## To do
Restate every line of the material below word for word, skipping the images.

## Records supplied
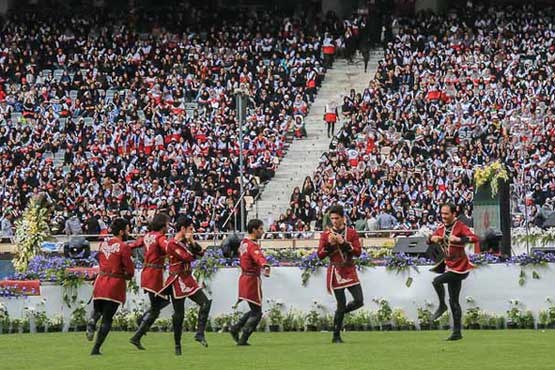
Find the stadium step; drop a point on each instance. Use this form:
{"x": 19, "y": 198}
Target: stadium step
{"x": 303, "y": 156}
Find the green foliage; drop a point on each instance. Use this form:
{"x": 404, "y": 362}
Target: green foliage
{"x": 30, "y": 231}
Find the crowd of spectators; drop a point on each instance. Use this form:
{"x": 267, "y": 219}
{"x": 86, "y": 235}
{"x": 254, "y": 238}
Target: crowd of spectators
{"x": 452, "y": 93}
{"x": 113, "y": 113}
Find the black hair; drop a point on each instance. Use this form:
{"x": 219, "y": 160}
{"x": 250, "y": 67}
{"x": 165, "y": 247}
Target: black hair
{"x": 118, "y": 225}
{"x": 337, "y": 209}
{"x": 183, "y": 221}
{"x": 159, "y": 221}
{"x": 452, "y": 207}
{"x": 253, "y": 225}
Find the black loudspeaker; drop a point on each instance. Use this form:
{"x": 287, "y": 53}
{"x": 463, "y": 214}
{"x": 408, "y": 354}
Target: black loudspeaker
{"x": 77, "y": 247}
{"x": 492, "y": 217}
{"x": 416, "y": 246}
{"x": 230, "y": 245}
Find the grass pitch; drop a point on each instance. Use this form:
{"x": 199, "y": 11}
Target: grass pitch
{"x": 483, "y": 350}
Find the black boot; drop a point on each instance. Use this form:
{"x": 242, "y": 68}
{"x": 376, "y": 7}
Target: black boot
{"x": 204, "y": 311}
{"x": 235, "y": 330}
{"x": 440, "y": 290}
{"x": 91, "y": 328}
{"x": 148, "y": 320}
{"x": 250, "y": 327}
{"x": 337, "y": 326}
{"x": 457, "y": 314}
{"x": 439, "y": 312}
{"x": 100, "y": 337}
{"x": 91, "y": 325}
{"x": 177, "y": 332}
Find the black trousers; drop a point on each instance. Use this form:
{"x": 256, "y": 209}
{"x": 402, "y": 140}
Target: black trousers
{"x": 344, "y": 308}
{"x": 248, "y": 322}
{"x": 331, "y": 129}
{"x": 454, "y": 285}
{"x": 179, "y": 313}
{"x": 157, "y": 303}
{"x": 106, "y": 310}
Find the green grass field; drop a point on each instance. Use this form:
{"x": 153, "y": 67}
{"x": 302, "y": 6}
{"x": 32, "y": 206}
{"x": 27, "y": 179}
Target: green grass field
{"x": 480, "y": 350}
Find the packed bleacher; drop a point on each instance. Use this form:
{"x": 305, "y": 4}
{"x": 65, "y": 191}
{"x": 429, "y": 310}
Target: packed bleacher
{"x": 452, "y": 93}
{"x": 124, "y": 113}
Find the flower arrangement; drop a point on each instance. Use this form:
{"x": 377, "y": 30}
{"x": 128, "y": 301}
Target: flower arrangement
{"x": 4, "y": 318}
{"x": 546, "y": 318}
{"x": 425, "y": 316}
{"x": 310, "y": 264}
{"x": 56, "y": 323}
{"x": 517, "y": 318}
{"x": 537, "y": 259}
{"x": 401, "y": 262}
{"x": 78, "y": 318}
{"x": 384, "y": 313}
{"x": 30, "y": 231}
{"x": 483, "y": 259}
{"x": 312, "y": 321}
{"x": 274, "y": 314}
{"x": 400, "y": 320}
{"x": 492, "y": 174}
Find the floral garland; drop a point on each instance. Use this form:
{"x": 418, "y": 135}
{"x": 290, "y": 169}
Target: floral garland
{"x": 534, "y": 235}
{"x": 491, "y": 174}
{"x": 31, "y": 230}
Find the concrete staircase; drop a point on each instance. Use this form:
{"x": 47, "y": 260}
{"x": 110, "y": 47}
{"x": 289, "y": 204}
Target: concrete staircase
{"x": 303, "y": 155}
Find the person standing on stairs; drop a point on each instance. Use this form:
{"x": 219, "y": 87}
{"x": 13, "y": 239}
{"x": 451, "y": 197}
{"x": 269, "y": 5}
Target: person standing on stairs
{"x": 109, "y": 291}
{"x": 452, "y": 236}
{"x": 330, "y": 117}
{"x": 152, "y": 276}
{"x": 252, "y": 262}
{"x": 341, "y": 243}
{"x": 182, "y": 250}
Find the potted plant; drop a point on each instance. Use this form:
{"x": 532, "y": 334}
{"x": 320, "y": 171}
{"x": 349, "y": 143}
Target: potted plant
{"x": 56, "y": 323}
{"x": 349, "y": 322}
{"x": 374, "y": 323}
{"x": 25, "y": 326}
{"x": 445, "y": 321}
{"x": 78, "y": 318}
{"x": 500, "y": 322}
{"x": 289, "y": 320}
{"x": 424, "y": 318}
{"x": 162, "y": 324}
{"x": 326, "y": 322}
{"x": 399, "y": 319}
{"x": 471, "y": 319}
{"x": 550, "y": 315}
{"x": 312, "y": 320}
{"x": 484, "y": 320}
{"x": 514, "y": 315}
{"x": 528, "y": 321}
{"x": 262, "y": 325}
{"x": 16, "y": 325}
{"x": 219, "y": 322}
{"x": 362, "y": 320}
{"x": 275, "y": 316}
{"x": 4, "y": 319}
{"x": 119, "y": 322}
{"x": 543, "y": 319}
{"x": 384, "y": 313}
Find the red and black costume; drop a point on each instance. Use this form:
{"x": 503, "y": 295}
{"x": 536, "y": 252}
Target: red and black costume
{"x": 181, "y": 284}
{"x": 252, "y": 261}
{"x": 454, "y": 268}
{"x": 342, "y": 273}
{"x": 152, "y": 280}
{"x": 116, "y": 266}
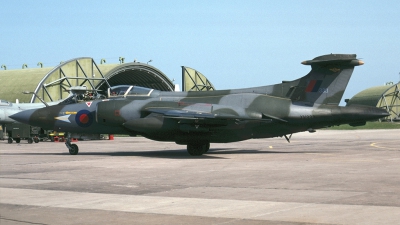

## Answer to this exercise
Find the stadium step; drop a point on each instance. Use this form:
{"x": 19, "y": 198}
Target: stadium step
{"x": 303, "y": 156}
Find the green foliage; drop a point on each instance. Use this form:
{"x": 404, "y": 362}
Target: green foliage
{"x": 30, "y": 231}
Find the crowd of spectators; drop a point on each instance. Use this form:
{"x": 267, "y": 219}
{"x": 86, "y": 235}
{"x": 254, "y": 238}
Target: crowd of spectators
{"x": 452, "y": 93}
{"x": 113, "y": 113}
Find the black hair; drop a point on each instance. Use this form:
{"x": 219, "y": 160}
{"x": 250, "y": 67}
{"x": 165, "y": 247}
Target: black hair
{"x": 118, "y": 225}
{"x": 337, "y": 209}
{"x": 183, "y": 221}
{"x": 159, "y": 221}
{"x": 452, "y": 207}
{"x": 253, "y": 225}
Find the black loudspeaker; drop a point on each instance. Use this form:
{"x": 287, "y": 53}
{"x": 463, "y": 214}
{"x": 408, "y": 354}
Target: black loudspeaker
{"x": 77, "y": 247}
{"x": 492, "y": 217}
{"x": 416, "y": 246}
{"x": 230, "y": 245}
Find the grass pitch; drop a point on each instance. Use this form:
{"x": 199, "y": 11}
Target: grass pitch
{"x": 483, "y": 350}
Find the black boot; drop a point on each instance. Use this form:
{"x": 242, "y": 68}
{"x": 376, "y": 7}
Target: black boot
{"x": 204, "y": 311}
{"x": 235, "y": 330}
{"x": 440, "y": 290}
{"x": 91, "y": 328}
{"x": 148, "y": 320}
{"x": 250, "y": 327}
{"x": 337, "y": 326}
{"x": 457, "y": 314}
{"x": 439, "y": 312}
{"x": 100, "y": 337}
{"x": 91, "y": 325}
{"x": 177, "y": 332}
Find the black trousers; drop a point on each instance. Use this form:
{"x": 256, "y": 209}
{"x": 402, "y": 140}
Target: black trousers
{"x": 344, "y": 308}
{"x": 248, "y": 322}
{"x": 331, "y": 129}
{"x": 454, "y": 285}
{"x": 179, "y": 313}
{"x": 157, "y": 303}
{"x": 106, "y": 310}
Find the green grass field; drop a point on each instance. Use this form:
{"x": 153, "y": 67}
{"x": 302, "y": 6}
{"x": 32, "y": 206}
{"x": 27, "y": 179}
Target: green grass field
{"x": 480, "y": 350}
Find the packed bleacher; drop a point on each instance. Use this form:
{"x": 305, "y": 4}
{"x": 65, "y": 191}
{"x": 429, "y": 310}
Target: packed bleacher
{"x": 452, "y": 93}
{"x": 124, "y": 113}
Find the flower arrangement; drop a point on each instance. Use this form:
{"x": 377, "y": 30}
{"x": 128, "y": 301}
Target: flower arrangement
{"x": 4, "y": 318}
{"x": 546, "y": 318}
{"x": 425, "y": 316}
{"x": 310, "y": 264}
{"x": 56, "y": 323}
{"x": 517, "y": 318}
{"x": 537, "y": 259}
{"x": 401, "y": 262}
{"x": 78, "y": 318}
{"x": 384, "y": 313}
{"x": 30, "y": 231}
{"x": 483, "y": 259}
{"x": 312, "y": 321}
{"x": 274, "y": 314}
{"x": 400, "y": 320}
{"x": 492, "y": 174}
Find the floral garland; drop a point on each instance. Use this form:
{"x": 418, "y": 135}
{"x": 290, "y": 169}
Target: floral garland
{"x": 534, "y": 235}
{"x": 491, "y": 174}
{"x": 31, "y": 230}
Find the concrete staircase; drop a point on each instance. Use this form:
{"x": 47, "y": 260}
{"x": 110, "y": 47}
{"x": 289, "y": 204}
Target: concrete staircase
{"x": 303, "y": 155}
Find the person standing on stairs; drop a point on each instance. Use this form:
{"x": 219, "y": 87}
{"x": 13, "y": 239}
{"x": 451, "y": 197}
{"x": 269, "y": 5}
Target: person standing on stairs
{"x": 109, "y": 291}
{"x": 452, "y": 236}
{"x": 330, "y": 117}
{"x": 152, "y": 276}
{"x": 252, "y": 262}
{"x": 341, "y": 243}
{"x": 182, "y": 250}
Find the potted plant; drop a point on each instance. Use this form:
{"x": 532, "y": 334}
{"x": 320, "y": 171}
{"x": 349, "y": 143}
Target: potted plant
{"x": 56, "y": 323}
{"x": 349, "y": 322}
{"x": 374, "y": 323}
{"x": 25, "y": 326}
{"x": 445, "y": 321}
{"x": 78, "y": 318}
{"x": 500, "y": 322}
{"x": 289, "y": 320}
{"x": 424, "y": 318}
{"x": 162, "y": 324}
{"x": 326, "y": 322}
{"x": 399, "y": 319}
{"x": 471, "y": 319}
{"x": 550, "y": 315}
{"x": 312, "y": 320}
{"x": 484, "y": 320}
{"x": 514, "y": 315}
{"x": 528, "y": 321}
{"x": 262, "y": 325}
{"x": 16, "y": 325}
{"x": 219, "y": 322}
{"x": 362, "y": 320}
{"x": 275, "y": 316}
{"x": 4, "y": 319}
{"x": 119, "y": 322}
{"x": 543, "y": 319}
{"x": 384, "y": 313}
Find the red and black costume; drop a point on each instance. Use this form:
{"x": 503, "y": 295}
{"x": 536, "y": 252}
Target: red and black costume
{"x": 181, "y": 284}
{"x": 252, "y": 261}
{"x": 454, "y": 268}
{"x": 342, "y": 273}
{"x": 152, "y": 280}
{"x": 116, "y": 266}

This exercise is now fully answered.